■ 読解用抜粋:
━━━━━━
⑴凡そ科学の目的とするところは叙述であり、説明でないことは明白である。還元すれば科学は"How"の疑問を解いても、"Why"を考えることはないのである。即ち科学とは一つの与えられた現象は如何にして生ずるのかを考える学問である。

 対して文学に於いては、この"How"の分子が無いわけではなく、科学のようにあらゆる方面に"How"を提起する必要が無い。文学は科学のように"How"を絶えず念頭に置く必要が無いのである。

 科学者のように全方面に"How"を考えれば文学者の文章は果てしなく伸びて、尽きることが無くなる。故に文芸家の文章は、その連鎖を随意に切り取る必要があり、とにかく断面的である。

⑵次に来るべき差異はその態度にある。科学者が事物に対する態度は全く解剖的である。すなわち破壊的にして、自然界に於いて完全形に存在するものを、細かに切り離して、その極地まで探求する。

 文学者の用いる解剖はというと、こちらは性格を解剖し、物象を描くものはその特徴を列挙する。その態度をとるに当たって、物の選択取捨を要することは勿論、文学的に必要な部分を引き立たせ、必要ならざる部分を後景に引き込める

 また科学者の態度は常に肉眼的で顕微鏡的なのに対して、文学者の態度は常に全体を見据えている。全体の内部に各部が存在し、その各部の全ては全局を構成し且つ助長する役割を持っている。
━━━━━━
■ 提供データ一覧:
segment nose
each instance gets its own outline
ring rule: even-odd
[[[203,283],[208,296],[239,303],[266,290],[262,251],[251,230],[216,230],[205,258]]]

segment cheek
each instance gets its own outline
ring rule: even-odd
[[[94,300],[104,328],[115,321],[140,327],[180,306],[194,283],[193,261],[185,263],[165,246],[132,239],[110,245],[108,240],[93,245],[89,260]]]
━━━━━━
■ 作業指示:
A - 科学と文学に関する抜粋のうち、「文学者の用いる解剖はというと」から「つ助長する役割を持っている。」までの部分を、「文学者」を「作家」に改めて書き直してください。
B - 科学と文学に関する抜粋によれば、科学者が事物に対してとる態度はどのようなものですか。
C - 科学と文学に関する抜粋の中で、科学者の態度を形容するために用いられている「〜的」という語をすべて挙げてください。

■ 設問別解答:
A -
作家の用いる解剖はというと、こちらは性格を解剖し、物象を描くものはその特徴を列挙する。その態度をとるに当たって、物の選択取捨を要することは勿論、文学的に必要な部分を引き立たせ、必要ならざる部分を後景に引き込める

 また科学者の態度は常に肉眼的で顕微鏡的なのに対して、作家の態度は常に全体を見据えている。全体の内部に各部が存在し、その各部の全ては全局を構成し且つ助長する役割を持っている。

B - 全く解剖的な態度です。

C - 解剖的、破壊的、肉眼的、顕微鏡的